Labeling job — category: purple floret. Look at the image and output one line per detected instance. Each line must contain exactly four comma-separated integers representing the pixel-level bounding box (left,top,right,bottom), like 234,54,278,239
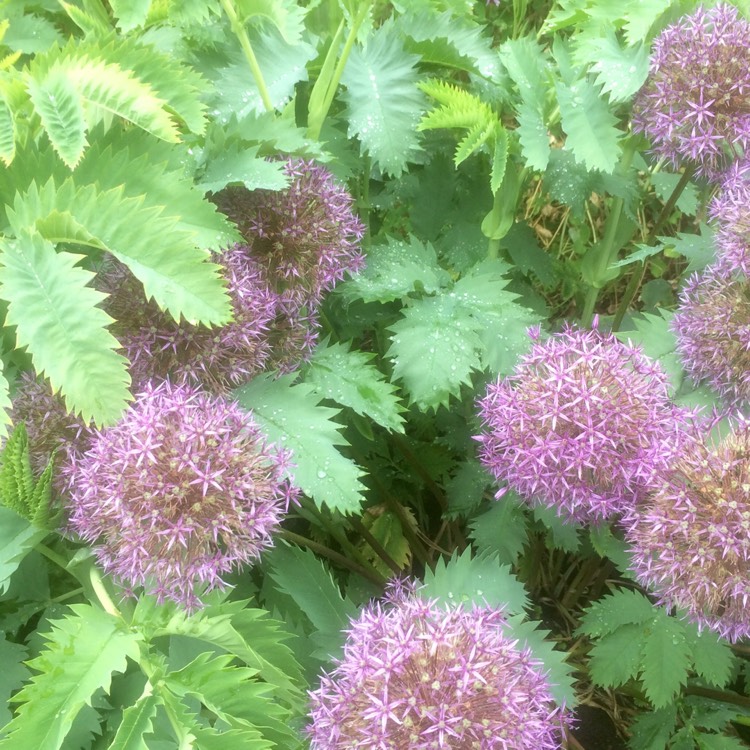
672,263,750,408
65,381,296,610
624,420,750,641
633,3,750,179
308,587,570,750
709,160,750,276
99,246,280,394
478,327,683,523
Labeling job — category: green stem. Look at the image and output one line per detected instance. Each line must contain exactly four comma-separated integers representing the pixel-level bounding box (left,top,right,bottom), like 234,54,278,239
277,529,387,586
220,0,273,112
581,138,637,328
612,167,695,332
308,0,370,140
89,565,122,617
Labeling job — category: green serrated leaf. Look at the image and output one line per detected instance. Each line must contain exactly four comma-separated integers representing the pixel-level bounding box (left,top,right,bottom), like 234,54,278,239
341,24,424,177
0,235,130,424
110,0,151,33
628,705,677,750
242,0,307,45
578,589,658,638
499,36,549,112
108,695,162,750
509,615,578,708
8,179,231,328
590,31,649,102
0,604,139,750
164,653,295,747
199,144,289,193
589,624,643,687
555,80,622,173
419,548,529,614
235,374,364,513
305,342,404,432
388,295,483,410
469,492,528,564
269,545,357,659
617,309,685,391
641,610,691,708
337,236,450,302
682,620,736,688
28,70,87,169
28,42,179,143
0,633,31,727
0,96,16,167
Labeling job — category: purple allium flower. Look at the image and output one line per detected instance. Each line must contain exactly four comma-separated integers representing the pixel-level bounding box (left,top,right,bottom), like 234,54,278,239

--

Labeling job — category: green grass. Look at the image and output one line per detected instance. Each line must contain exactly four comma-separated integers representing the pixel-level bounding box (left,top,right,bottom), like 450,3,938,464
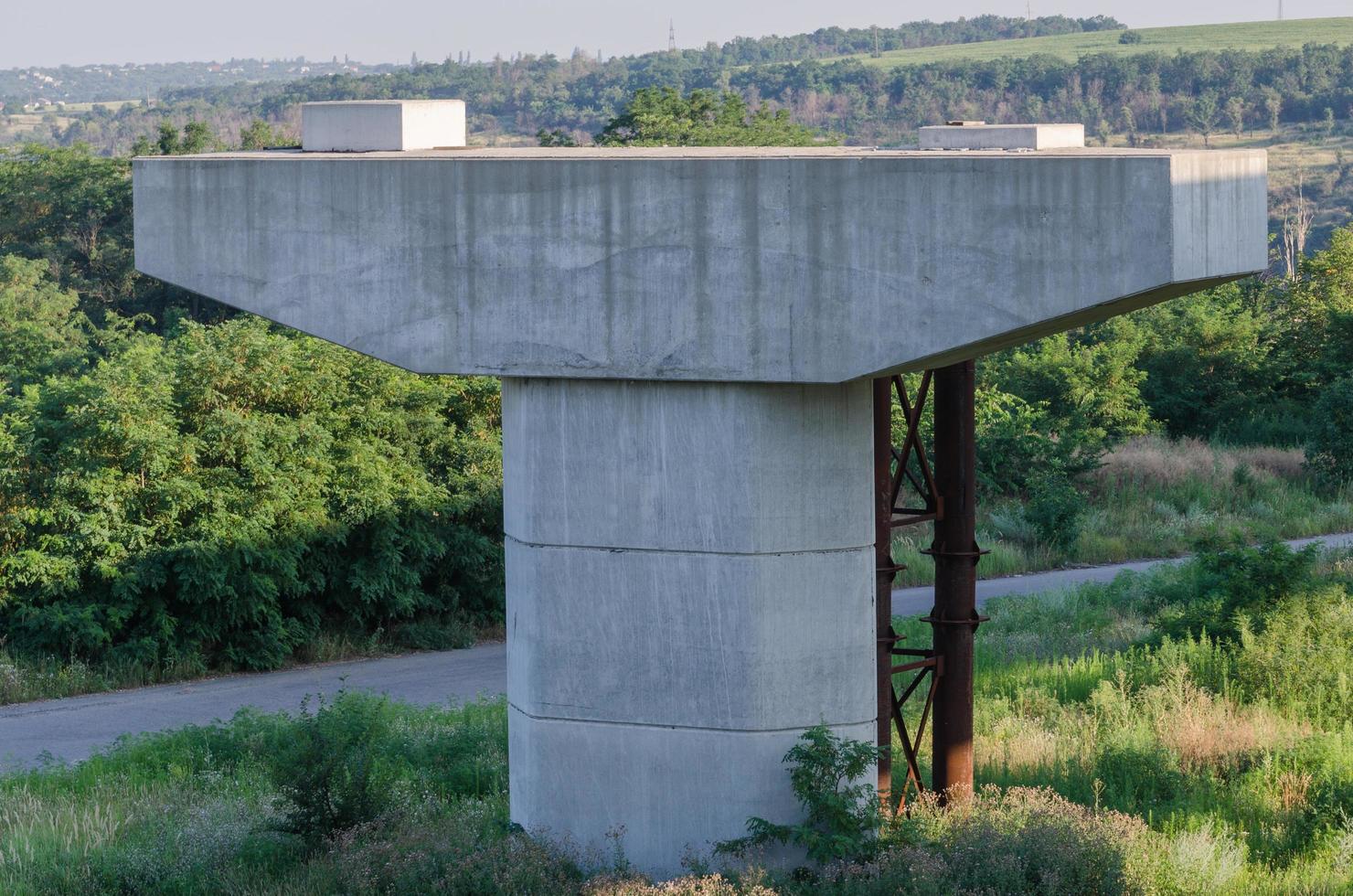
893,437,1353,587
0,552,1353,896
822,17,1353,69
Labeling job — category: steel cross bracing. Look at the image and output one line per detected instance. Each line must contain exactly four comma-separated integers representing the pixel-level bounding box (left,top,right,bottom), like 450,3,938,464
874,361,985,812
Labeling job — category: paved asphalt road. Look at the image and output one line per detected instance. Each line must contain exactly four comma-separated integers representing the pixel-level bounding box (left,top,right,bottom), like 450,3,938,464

---

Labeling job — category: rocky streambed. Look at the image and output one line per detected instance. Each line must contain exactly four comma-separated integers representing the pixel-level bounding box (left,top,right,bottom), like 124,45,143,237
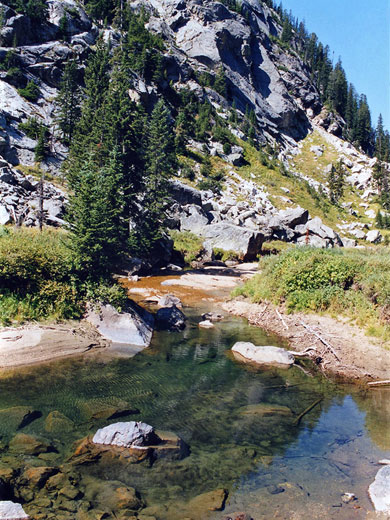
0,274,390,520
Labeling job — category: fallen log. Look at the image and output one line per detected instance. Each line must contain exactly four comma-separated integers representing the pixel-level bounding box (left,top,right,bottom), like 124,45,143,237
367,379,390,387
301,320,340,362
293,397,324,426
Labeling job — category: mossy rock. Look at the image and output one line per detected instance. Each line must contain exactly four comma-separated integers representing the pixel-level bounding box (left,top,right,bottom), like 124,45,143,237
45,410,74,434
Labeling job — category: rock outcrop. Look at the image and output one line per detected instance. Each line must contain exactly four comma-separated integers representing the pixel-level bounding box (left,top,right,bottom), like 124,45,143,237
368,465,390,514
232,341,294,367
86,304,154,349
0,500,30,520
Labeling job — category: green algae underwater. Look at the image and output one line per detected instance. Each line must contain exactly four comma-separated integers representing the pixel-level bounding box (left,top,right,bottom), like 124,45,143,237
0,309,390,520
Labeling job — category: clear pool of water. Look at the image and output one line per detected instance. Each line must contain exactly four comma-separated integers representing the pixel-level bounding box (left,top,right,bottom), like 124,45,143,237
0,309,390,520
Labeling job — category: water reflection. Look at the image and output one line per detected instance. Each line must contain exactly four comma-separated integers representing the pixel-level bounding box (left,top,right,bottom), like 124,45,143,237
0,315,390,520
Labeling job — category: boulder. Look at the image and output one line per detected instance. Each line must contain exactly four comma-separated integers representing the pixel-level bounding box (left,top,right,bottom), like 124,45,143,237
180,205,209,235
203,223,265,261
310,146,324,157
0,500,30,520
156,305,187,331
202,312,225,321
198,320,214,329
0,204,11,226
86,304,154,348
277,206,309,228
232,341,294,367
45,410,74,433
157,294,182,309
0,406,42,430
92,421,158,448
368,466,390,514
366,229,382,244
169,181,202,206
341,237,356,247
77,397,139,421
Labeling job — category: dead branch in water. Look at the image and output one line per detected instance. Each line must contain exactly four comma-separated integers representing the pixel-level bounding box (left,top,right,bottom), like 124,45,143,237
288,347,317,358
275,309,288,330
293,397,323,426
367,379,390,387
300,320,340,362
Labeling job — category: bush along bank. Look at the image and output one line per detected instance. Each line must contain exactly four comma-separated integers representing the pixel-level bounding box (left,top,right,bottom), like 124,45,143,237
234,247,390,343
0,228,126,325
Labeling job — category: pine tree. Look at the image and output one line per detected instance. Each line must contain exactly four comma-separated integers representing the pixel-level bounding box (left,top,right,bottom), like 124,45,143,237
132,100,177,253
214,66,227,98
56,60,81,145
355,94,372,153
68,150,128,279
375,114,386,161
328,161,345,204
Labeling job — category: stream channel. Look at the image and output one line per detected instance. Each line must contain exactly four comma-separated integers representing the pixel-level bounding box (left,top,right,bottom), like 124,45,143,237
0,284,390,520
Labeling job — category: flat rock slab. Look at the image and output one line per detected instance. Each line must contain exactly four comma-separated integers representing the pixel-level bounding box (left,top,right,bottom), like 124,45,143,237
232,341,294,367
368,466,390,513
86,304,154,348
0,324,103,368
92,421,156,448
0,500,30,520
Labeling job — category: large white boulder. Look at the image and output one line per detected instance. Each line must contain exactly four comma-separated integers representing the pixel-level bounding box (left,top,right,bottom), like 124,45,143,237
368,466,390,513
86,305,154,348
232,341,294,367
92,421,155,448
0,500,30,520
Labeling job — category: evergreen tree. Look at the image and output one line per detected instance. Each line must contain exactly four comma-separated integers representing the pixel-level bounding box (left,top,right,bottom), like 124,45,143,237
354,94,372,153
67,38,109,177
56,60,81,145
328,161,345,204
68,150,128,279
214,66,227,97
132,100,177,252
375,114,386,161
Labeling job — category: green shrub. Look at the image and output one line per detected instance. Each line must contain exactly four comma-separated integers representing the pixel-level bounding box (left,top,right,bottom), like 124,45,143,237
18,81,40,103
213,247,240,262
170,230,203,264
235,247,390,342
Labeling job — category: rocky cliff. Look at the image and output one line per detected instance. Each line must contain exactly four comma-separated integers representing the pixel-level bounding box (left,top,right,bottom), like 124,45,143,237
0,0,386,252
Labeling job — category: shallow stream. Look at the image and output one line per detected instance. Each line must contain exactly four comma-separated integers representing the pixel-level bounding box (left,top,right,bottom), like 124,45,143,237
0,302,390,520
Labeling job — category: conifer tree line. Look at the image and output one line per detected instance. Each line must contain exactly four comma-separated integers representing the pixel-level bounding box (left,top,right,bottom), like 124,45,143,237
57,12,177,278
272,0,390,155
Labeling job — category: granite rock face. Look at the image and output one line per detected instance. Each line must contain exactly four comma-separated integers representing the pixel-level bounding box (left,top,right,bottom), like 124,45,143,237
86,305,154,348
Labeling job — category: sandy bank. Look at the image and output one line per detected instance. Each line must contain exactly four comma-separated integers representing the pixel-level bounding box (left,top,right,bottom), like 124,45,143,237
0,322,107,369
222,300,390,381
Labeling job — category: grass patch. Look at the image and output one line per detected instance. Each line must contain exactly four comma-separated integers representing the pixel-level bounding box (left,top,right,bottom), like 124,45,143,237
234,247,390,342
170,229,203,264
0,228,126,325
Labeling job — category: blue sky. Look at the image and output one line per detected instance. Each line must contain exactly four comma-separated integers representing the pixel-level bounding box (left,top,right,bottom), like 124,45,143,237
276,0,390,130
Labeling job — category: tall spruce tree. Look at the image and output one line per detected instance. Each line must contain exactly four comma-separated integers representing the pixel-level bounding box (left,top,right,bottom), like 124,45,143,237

• **Что требуется**
Масштабируйте строки начиная со строки с «Labeling job — category: purple floret.» и заканчивая строкой с «672,263,750,408» включительно: перепишите их полностью, умножив координаты рамок на 1,95 и округлив до целых (половины вверх). Текст строк и пример формата в нем оставьте без изменений, изображения в ответ не включайте.

• **Итог задания**
Labeling job — category: purple floret. Look at the image and output one line per detected instance. Each line must contain exactly four comma-separated integers representing the pixel-level bounding box (left,top,right,bottom), like 234,54,278,239
1310,513,1463,796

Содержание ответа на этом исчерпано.